[Text]
Have a look at the VCF file. If you’re not familiar with the VCF format, you can read up on it here.

Question:
Approximately many SNPs are there in the VCF file?
Answer:
There are 987 SNPs in the VCF file.

Question:
For the first SNP in the VCF file (chromosome NC_035107.1, position 119501), what is the genotype call for indonesia_01? What nucleotide bases would be observed?
Answer:
For indonesia_01, the GT field is “0/1” which means the sample is heterozygous at that position. Since the REF base is C and the ALT base is A, the genotype would be C/A.

Re-run populations in a new directory (pop_02) using less stringent parameters. For this example, we’ll use the popmap_02.txt file to define populations and require SNPs to be called in at least 80% of individuals (-r 0.8) in at least two of the three populations (-p 2). We’ll also include the --fstats flag to enable SNP-based F-statistics.

mkdir populations/pop_02
populations \
    -P gstacks \
    -M ../../raw_data/popmap_02.txt \
    -O populations/pop_02 \
    -t 1 \
    -p 2 \
    -r 0.8 \
    --write-single-snp \
    --vcf \
    --fstats

Since we defined populations and use the --fstats option, we now are given pairwise estimates of FST in our output. Go to the output directory and view some of these files. The files beginning with populations.fst_* contain the SNP-level measures of FST between two populations and populations.fst_summary.tsv contains the pairwise FSTs for the populations.

Additionally, with our less stringent parameters, the new VCF file now has more than twice the number of SNPs included, but some samples have missing genotype calls (i.e. ./.).

Question:
What does the --write-single-snp option do in populations? Why might you want to use this option when you run populations? (Hint: look at the help page or manual)
Answer:
The “--write-single-snp” restricts analysis to only use the first SNP on the RAD tag. Often you want your SNPs to be independent observations (i.e. not under linkage disequilibrium). Using the “--write-single-snp” or “--write-random-snp” flag removes SNPs which are located on the same RAD tag, and therefore very close together in the genome.


Downstream analysis

Generally, the VCF files from populations will form the basis of your downstream analysis of population genetics.

Here, we’ll go through a toy example of using the SNP data to produce a PCA plot and identifying which populations the two unknown samples belong to, but for serious popgen analysis, you’ll need to turn to software packages like adegenet, vegan, and pegas.
[/Text]
[Given records]
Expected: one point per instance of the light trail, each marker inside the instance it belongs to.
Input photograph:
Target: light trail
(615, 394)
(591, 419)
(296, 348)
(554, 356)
[/Given records]
Continue the SNP-calling tutorial from the point where it stops, after the sentence naming adegenet, vegan, and pegas.

We’ll first convert the VCF file into a “012” matrix using VCFtools. This format represents homozygous REF calls as “0”, heterozygous calls as “1” and homozygous ALT calls as “2”.

# Go to the pop_01 directory of populations
cd $TUTORIAL_DIR/results/results_2020-02-01/populations/pop_01

vcftools \
    --vcf populations.snps.vcf \
    --012 \
    --out populations.snps

Have a look at the output files produced by VCFtools.

The next step is to load the files into R. If you’re on the mozzie server, you can just use the RStudio server provided. If you’re not using the mozzie server, download the populations.snps.012 and populations.snps.012.indv files to your local computer.

In R, this code generates a simple PCA plot:

# Load libraries
library(ggplot2)
library(stringr)

# Load 012 files (change the paths)
gt_matrix <- read.table(file="/path/to/rad_seq_tutorial/results/results_2020-02-01/populations/pop_01/populations.snps.012",
                        row.names = 1, header=FALSE)
sample_names <- read.table(file="/path/to/rad_seq_tutorial/results/results_2020-02-01/populations/pop_01/populations.snps.012.indv",
                           header=FALSE)

# View the first bit of the genotype matrix
gt_matrix[1:5,1:5]

# Create a dataframe containing sample info
sample_info <- data.frame(
  sample_id=sample_names[,1],
  group=str_remove(sample_names[,1], "_\\d\\d$"),
  stringsAsFactors=FALSE)
sample_info

# PCA plot
pca <- prcomp(gt_matrix)$x[,1:4]
pca <- cbind(pca, sample_info)
ggplot(pca, aes(x=PC1, y=PC2, color=group)) +
  geom_point()

Question:
There are two samples from unknown origin. After looking at the PCA plot, what country do you think they originate from?
Answer:
The two unknown samples both cluster more closely to the Malaysian samples, so it is likely they are from Malaysia.